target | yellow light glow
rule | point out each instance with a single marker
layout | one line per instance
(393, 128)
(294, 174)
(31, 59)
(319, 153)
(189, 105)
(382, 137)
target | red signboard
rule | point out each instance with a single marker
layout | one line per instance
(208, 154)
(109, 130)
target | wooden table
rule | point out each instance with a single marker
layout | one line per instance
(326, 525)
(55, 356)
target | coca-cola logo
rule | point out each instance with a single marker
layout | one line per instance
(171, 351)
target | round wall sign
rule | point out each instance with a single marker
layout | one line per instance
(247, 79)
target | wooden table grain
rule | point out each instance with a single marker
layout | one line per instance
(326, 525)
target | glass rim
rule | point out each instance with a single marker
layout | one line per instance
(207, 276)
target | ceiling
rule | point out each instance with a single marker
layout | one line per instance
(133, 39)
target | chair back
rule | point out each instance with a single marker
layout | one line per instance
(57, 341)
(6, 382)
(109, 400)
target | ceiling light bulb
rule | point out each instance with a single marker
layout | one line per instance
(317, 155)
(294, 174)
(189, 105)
...
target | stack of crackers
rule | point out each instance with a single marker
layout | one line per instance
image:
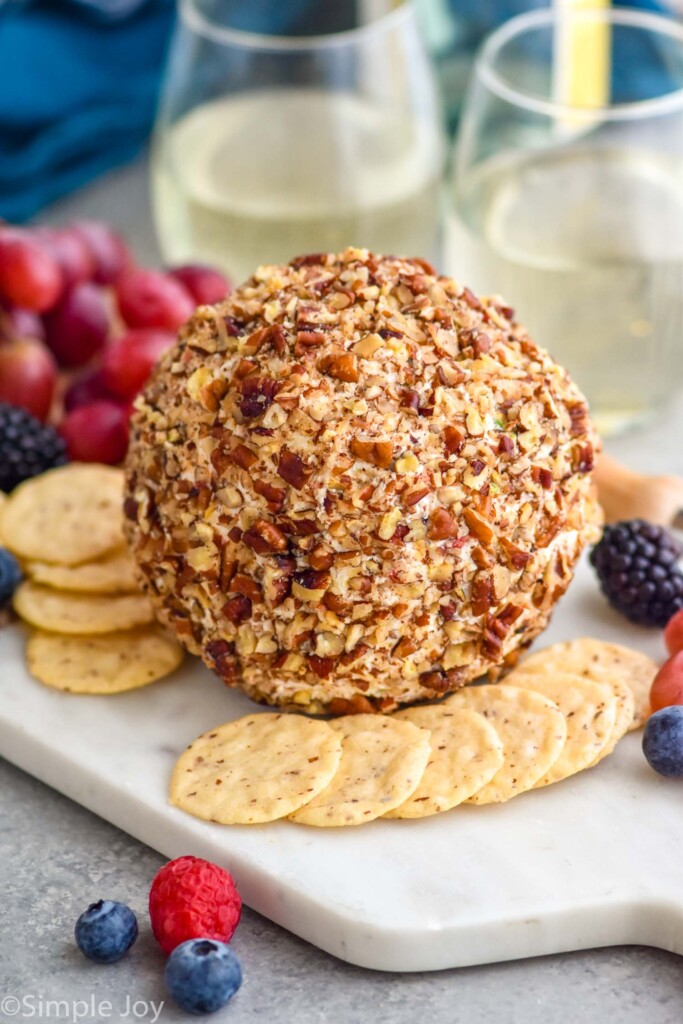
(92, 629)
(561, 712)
---
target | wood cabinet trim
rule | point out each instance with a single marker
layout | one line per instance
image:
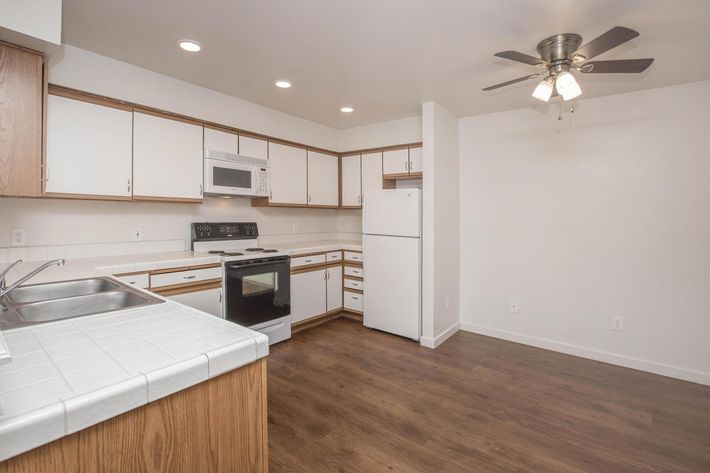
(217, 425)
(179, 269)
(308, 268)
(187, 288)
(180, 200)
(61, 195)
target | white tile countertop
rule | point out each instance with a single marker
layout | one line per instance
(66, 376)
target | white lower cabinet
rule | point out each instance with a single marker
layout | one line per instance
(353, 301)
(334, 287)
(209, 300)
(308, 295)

▸ Task goal:
Gather every line in the listing above that contains the word "cabinet", matching its case exactly.

▸ Output:
target | wood cabinet trim
target | white lower cabinet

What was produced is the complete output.